* Source passage *
########

# Aires in Aug



## Nevsters (Feb 6, 2008)

Hi 
Planning a trip to France in August for 3 weeks and as we're completely new to motorhoming we're not sure how likely we are to get space in any 
aires in August during the French holiday season. 
Have bought the All the Aires book so are prepared from that point of view but aren't sure whether we should book every night in advance or be able to do a couple of Aires?


----------



## 88742 (May 9, 2005)

Even though it's the French school holidays you shouldn't have a problem, but try to be a bit flexible, don't expect to hit popular areas at 8 in the evening and find a space. We tend to start thinking about a place to stay around 4 in the afternoon and have never had a problem.

Ian


----------



## petie (Dec 9, 2007)

Most of the aires in france are usually full up in August,last year we only booked three sites for our stay of three weeks,two days in each place,we had no problem getting in anywhere the rest of the time.They will usually find you a place even when they are full.If you dont book sites in advance you will be free to move on whenever you want.


----------



## GerryD (Sep 20, 2007)

We are now forced to holiday in August. Had no problems last year, but we refuse to go to resorts so avoid crowds.


----------



## panagah (Jan 4, 2006)

We don't usually have a problem. Just be flexible, get your self a couple of good boooks and always have a backup plan. Munincple sites are always a good alternative if you get stuck. Some have really nice facilities but do not charge you anything like what commercial sites do.

########

* Extracted material *
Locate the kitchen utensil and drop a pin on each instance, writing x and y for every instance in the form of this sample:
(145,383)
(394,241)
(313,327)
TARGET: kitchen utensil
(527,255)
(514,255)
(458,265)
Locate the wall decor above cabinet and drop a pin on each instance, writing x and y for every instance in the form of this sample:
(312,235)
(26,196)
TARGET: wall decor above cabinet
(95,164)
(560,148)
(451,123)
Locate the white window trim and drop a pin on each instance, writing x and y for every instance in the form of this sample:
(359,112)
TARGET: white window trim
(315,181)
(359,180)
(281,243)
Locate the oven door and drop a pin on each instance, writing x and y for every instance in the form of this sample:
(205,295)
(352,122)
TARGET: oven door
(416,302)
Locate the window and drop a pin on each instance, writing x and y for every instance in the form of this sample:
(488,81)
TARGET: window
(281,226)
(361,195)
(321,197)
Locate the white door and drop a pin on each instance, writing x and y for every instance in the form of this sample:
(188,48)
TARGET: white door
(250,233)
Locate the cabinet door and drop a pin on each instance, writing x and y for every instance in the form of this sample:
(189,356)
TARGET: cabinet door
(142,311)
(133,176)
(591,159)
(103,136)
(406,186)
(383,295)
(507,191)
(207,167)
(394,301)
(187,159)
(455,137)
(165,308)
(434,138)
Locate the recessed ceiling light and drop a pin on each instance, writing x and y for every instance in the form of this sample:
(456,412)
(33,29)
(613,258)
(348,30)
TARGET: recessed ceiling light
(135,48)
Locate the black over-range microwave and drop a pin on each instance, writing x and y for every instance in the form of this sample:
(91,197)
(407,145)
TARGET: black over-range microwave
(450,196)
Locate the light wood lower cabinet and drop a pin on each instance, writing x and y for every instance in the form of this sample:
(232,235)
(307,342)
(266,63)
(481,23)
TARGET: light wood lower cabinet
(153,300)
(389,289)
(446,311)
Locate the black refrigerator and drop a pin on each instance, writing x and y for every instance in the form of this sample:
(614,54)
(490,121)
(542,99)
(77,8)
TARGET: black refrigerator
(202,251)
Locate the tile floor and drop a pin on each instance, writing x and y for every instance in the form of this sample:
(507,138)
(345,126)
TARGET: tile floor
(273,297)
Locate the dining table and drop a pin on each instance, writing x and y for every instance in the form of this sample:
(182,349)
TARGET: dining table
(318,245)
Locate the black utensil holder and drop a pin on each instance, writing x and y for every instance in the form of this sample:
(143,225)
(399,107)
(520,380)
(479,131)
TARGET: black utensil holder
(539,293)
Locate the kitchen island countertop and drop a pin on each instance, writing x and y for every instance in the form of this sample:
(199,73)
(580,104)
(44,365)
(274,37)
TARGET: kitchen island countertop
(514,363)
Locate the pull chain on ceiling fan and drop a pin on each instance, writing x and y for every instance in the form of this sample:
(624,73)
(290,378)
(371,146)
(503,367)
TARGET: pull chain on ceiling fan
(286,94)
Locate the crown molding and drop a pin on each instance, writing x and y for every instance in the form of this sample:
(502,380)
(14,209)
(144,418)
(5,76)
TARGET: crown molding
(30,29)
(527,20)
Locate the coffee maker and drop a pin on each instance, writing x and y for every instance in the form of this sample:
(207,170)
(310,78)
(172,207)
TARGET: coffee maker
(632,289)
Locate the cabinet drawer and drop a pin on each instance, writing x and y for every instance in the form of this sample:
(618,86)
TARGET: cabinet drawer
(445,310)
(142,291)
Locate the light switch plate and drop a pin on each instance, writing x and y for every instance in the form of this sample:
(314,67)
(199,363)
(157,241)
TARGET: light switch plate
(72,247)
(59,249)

########

* Challenge 1 *
Rewrite the aires thread between "## 88742 (May" and "whenever you want.", inclusive, changing "afternoon" to "early evening".
* Challenge 2 *
Carry on the aires thread from the point where it stops.
None of the data is needed for this work.

* Response 1 *
## 88742 (May 9, 2005)

Even though it's the French school holidays you shouldn't have a problem, but try to be a bit flexible, don't expect to hit popular areas at 8 in the evening and find a space. We tend to start thinking about a place to stay around 4 in the early evening and have never had a problem.

Ian


----------



## petie (Dec 9, 2007)

Most of the aires in france are usually full up in August,last year we only booked three sites for our stay of three weeks,two days in each place,we had no problem getting in anywhere the rest of the time.They will usually find you a place even when they are full.If you dont book sites in advance you will be free to move on whenever you want.

* Response 2 *
A lot will slso depend on what area you intend to travel to. Some are more popular than others meaning of course that the aires in those places will be to.


----------



## Nevsters (Feb 6, 2008)

Thanks for all the advice to us newbies! Not so anxious now about the idea of everywhere being full up. Will hopefully manage a mix of Aires and pre-booked sites. 
Does anyone have experience of the France Passion scheme- it looks very good?


----------



## Grizzly (May 9, 2005)

Nevsters said:


> Does anyone have experience of the France Passion scheme- it looks very good?


The France Passion scheme is excellent. Follow the coloured flower signs to the site and beware of driving into the farmyard - or whatever- until you have done a recce first ! The signs usually go right ot the place you are intneded to park. We managed to miss the flower and drove straight into a a tiny yard- with the farmer and family having Sunday lunch.

We had to do a 150 point turn to get out, with them all helping, but they were charm itself !

I take a selection of blank postcards of my home town and write a suitable message of thanks ( in French I might add ! ) to put through the door if we can't find the hosts next day.

Go for it- it's a brilliant scheme.

G


----------



## Nevsters (Feb 6, 2008)

Thanks for the laugh out loud at the 150 point turn!!
Nice idea about the postcards too, must invest in the book now.


----------



## pandalf (Oct 29, 2006)

*You willbe OK.....*

We had a two week holiday in France and southern Germany last August and stayed every single night at aires and Stellplaetze (German equivalents). It was the first holiday I ver took without booking a single nights stay and we were never caught out.

But you do have to be a bit more organized, as it is obviously busier. The previous advice about France Passion was good; this is a great system that gives you access to a huge network of virtually free sites. Make sure you also buy a good book one aires and other parking places. We bought the Camperstop book and it has served us well.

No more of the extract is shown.